# STATED GOAL A
Gather every line of the entries below that contains the word "brown", matching case exactly.

# EXCERPT TO READ
───
The store provided some much-needed caffeine, because my parents have been brewing a largely decaffeinated blend for many years. That brought us near the front counter, where a large man named James kept us instructed and entertained for much longer than we'd planned to stay there.
"I know, I'm the image of the Comic Book Guy," he said, shifting his bulk on his seat behind the counter. "To make things worse, my previous job was in a record store." He did possess and share an encyclopedic store of knowledge about nearly any subject that came up. He had the acerbic delivery, too. It was not as supercilious as the more offensive Comic Book Guy specimens can be.
As I suspected when I first saw the Trice last year, people do mistake it for some kind of weird wheelchair. My brother reported that sometimes onlookers appear astonished when he is able to rise and walk after parking it. This might explain the remarkable amount of patience motorists seem to show, compared to an upright bike going the same speed, taking up less lane. Hey, whatever works. A woman outside the CVS said, "Nice chair!" when we pulled up. She did appear nonplussed when my brother stood up and explained what the vehicle really was.
I had a few hours when I got home to prepare for the work week ahead.
Summer brings urgent repairs. It brings impulse purchases of special-order bikes. These land on top of the pile of other repairs for which we have been given a few days or a week. Little things stand out, like the front hub on a Specialized Dolce women's road bike, with the wrench flats on the bearing cone completely blocked by the curvature of the domed dust cap in the hub shell. Ta daaa! Adjustable bearings that cannot be adjusted! Innovate or Die, you stupid bastards! The hub shell itself looks a lot like an Atom hub from the early 1970s, except that the Atom has flat dust shields so the bearings can actually be adjusted and locked in position. See how much we've learned since then?
I just get sick of working on poorly-thought-out, disposable componentry. You can really see the whole panorama from factory to scrap heap, one line on the graph, resources to junk, crossing the other line which represents people scrabbling for money they can burn buying this endless conveyor belt of doomed equipment.
On Thursday, the $12,000 Beater Bike came in for some gear adjustment. Its mixed road and mountain Shimano drive train requires a lot of fussing just to work pretty well.
I had just finished fine-tuning the shifting on a Ted Wojcik touring bike with Shimano XT. That demanded extremely precise cable tension. Just what you want: a finicky touring bike. Hey, I just fix 'em.
No sooner had the $12,000 Beater Bike left than a call came in from another avid rider who has been happily thrashing the Long Haul Trucker I built for him several years ago. He keeps about a 30-pound load on the racks all the time, probably so his touring load won't be a shock to his system. Putting the bike on the stand is like an Olympic weight lift. But he's a good guy. He let me build him a bike, wheels and all, and it's holding up to his heft and riding style. It's another fussy eater, though, because he insisted on brifters instead of barcons with his LX crank, XT derailleur and wide-range gearing.
Another guy came in on Sunday needing brake fluid for the hydraulic discs on his wife's mountain bike. We don't keep that stuff on hand because the technical mountain biking demographic largely died out in our area. If we saw more demand we'd invest in more supply. Meanwhile, mountain bike stuff has gotten too tweaky and expensive to allow us to fill up the shop with stuff we might or might not unload. Mountain biking started as a niche activity and the bike industry successfully turned it back into one. They were aided by the hard core of mountain bikers who eat that stuff up, but we're talking addicts here. Not everyone who tries a substance will get addicted. The hard-core addict keeps the pusher in business, but the expense and side effects naturally limit the size of the market. The pushers either have to be fellow users or, more likely, cynical exploiters of the users who take advantage of a location convenient to large groups of them.
───
(Excerpts of pointing-data entries)
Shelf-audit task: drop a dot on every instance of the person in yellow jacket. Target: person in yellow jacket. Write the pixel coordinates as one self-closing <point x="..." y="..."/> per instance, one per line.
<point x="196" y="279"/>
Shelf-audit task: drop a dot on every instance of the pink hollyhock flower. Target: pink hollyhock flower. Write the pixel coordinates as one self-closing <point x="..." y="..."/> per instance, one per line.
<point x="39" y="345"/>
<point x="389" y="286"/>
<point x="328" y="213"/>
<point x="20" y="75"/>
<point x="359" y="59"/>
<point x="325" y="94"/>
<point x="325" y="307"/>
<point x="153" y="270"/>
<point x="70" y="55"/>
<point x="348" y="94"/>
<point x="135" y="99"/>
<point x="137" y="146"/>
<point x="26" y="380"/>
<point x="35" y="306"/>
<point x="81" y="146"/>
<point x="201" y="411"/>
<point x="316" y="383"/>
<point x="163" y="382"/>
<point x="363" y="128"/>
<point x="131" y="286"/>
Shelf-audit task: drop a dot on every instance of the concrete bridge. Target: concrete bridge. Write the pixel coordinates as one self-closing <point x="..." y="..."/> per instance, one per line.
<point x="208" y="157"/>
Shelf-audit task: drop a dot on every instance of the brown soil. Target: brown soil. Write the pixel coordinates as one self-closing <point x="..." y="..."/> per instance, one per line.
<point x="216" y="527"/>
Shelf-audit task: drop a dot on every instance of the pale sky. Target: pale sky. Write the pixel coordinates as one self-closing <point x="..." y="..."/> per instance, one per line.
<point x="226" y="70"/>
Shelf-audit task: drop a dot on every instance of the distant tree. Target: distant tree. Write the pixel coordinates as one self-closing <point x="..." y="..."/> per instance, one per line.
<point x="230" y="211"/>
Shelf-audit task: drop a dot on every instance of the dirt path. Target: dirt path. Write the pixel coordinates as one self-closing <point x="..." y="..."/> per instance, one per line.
───
# STATED GOAL B
From the bike shop account above, output the stretch word for word, starting at "On Thursday, the" and ending at "work pretty well.".

# FULL ANSWER A
Shelf-audit task: drop a dot on every instance of the brown soil. Target: brown soil. Write the pixel coordinates as one self-closing <point x="..." y="..."/> per instance, one per line.

# FULL ANSWER B
On Thursday, the $12,000 Beater Bike came in for some gear adjustment. Its mixed road and mountain Shimano drive train requires a lot of fussing just to work pretty well.